▶ Stated goal
Return, verbatim, the passage of the article on the Sasha Troufanov hostage video from "The release of the" to "food and water.".

▶ Excerpt provided

....

By Adam Rasgon, Reporting from Jerusalem, Nov. 13, 2024
A photo of Sasha Troufanov displayed at a demonstration in Jerusalem last month calling for the release of hostages held in the Gaza Strip. Credit...Ahmad Gharabli/Agence France-Presse — Getty Images
A militant group in Gaza released a video on Wednesday showing Sasha Troufanov, an Israeli Russian dual citizen who has been held hostage since the Hamas-led attack on Israel 13 months ago.
It was the first video of Mr. Troufanov since Palestinian Islamic Jihad, the second most powerful militant group in Gaza after Hamas, released two videos of him in May. It was not clear when the video was filmed, but in it he refers to having been held in Gaza for a year. He also says he is 28, an indication that it was shot before Nov. 11, his 29th birthday.
The release of the video brought some renewed attention to the plight of the dozens of hostages still believed to be alive in Gaza, who have endured more than a year of war in captivity.
In the video, Mr. Troufanov appears weary, with an untrimmed beard and bags under his eyes. He speaks of a lack of food and water.
His mother, Lena Troufanov, responded to the video with alarm.
“I am relieved to see my son alive, but I am very worried to hear what he is saying,” she said in a statement shared by an Israeli hostage families support group. “I urge that every effort be made to secure his immediate release and that of all other hostages. They have no time left.”
Rights groups and international law experts say that a hostage video is, by definition, made under duress, and that the statements in it are usually coerced. Israeli officials have called the videos of hostages periodically released by Hamas and Islamic Jihad during the war as a form of “psychological warfare,” and experts say their production can constitute a war crime.

....

▶ Raw data
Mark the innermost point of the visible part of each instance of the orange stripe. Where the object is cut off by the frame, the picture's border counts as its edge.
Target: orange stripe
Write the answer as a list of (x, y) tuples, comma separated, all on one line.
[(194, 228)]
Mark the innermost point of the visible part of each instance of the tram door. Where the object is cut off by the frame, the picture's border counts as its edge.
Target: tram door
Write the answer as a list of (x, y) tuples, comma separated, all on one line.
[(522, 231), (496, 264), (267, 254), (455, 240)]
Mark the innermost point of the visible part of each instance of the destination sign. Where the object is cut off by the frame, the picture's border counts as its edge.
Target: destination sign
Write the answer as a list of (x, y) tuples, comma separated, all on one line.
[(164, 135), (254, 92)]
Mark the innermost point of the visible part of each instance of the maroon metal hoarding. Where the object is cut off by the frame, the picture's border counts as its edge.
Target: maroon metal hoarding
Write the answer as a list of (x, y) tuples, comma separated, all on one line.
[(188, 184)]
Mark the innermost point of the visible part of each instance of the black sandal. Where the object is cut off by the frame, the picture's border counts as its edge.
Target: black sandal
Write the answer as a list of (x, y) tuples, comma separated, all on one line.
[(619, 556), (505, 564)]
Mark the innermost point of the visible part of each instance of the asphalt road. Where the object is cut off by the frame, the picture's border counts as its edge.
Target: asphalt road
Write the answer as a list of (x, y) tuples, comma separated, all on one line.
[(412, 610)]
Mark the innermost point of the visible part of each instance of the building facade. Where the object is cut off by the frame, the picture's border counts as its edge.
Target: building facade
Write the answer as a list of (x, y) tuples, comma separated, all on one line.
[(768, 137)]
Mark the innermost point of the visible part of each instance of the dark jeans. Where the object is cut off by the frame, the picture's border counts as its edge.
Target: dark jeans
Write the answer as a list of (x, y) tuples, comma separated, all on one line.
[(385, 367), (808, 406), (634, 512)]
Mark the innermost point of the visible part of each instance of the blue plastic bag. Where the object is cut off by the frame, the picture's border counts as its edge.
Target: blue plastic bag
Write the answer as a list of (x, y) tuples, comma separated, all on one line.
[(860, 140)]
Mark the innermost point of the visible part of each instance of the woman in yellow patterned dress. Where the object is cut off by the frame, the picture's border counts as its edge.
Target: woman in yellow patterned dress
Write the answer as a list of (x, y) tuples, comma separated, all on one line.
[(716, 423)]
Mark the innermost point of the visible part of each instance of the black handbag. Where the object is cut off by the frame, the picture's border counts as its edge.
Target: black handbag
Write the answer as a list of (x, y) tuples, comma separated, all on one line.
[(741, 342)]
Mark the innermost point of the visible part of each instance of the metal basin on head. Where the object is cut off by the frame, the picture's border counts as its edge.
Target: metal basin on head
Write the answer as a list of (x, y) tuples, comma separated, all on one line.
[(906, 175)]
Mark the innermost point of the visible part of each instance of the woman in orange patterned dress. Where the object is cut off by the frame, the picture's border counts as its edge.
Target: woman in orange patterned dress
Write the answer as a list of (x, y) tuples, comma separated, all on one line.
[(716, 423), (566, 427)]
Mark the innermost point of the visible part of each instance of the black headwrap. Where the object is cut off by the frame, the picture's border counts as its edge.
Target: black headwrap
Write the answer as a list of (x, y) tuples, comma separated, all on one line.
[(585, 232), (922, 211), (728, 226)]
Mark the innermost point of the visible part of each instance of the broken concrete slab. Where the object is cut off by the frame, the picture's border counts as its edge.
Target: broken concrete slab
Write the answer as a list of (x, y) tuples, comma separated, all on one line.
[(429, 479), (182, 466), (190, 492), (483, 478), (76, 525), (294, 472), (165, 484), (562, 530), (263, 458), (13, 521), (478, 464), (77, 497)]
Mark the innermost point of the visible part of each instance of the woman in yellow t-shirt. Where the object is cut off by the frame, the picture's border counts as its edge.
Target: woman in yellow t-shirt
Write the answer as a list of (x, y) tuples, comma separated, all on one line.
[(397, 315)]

....

▶ Response to the exercise
The release of the video brought some renewed attention to the plight of the dozens of hostages still believed to be alive in Gaza, who have endured more than a year of war in captivity.
In the video, Mr. Troufanov appears weary, with an untrimmed beard and bags under his eyes. He speaks of a lack of food and water.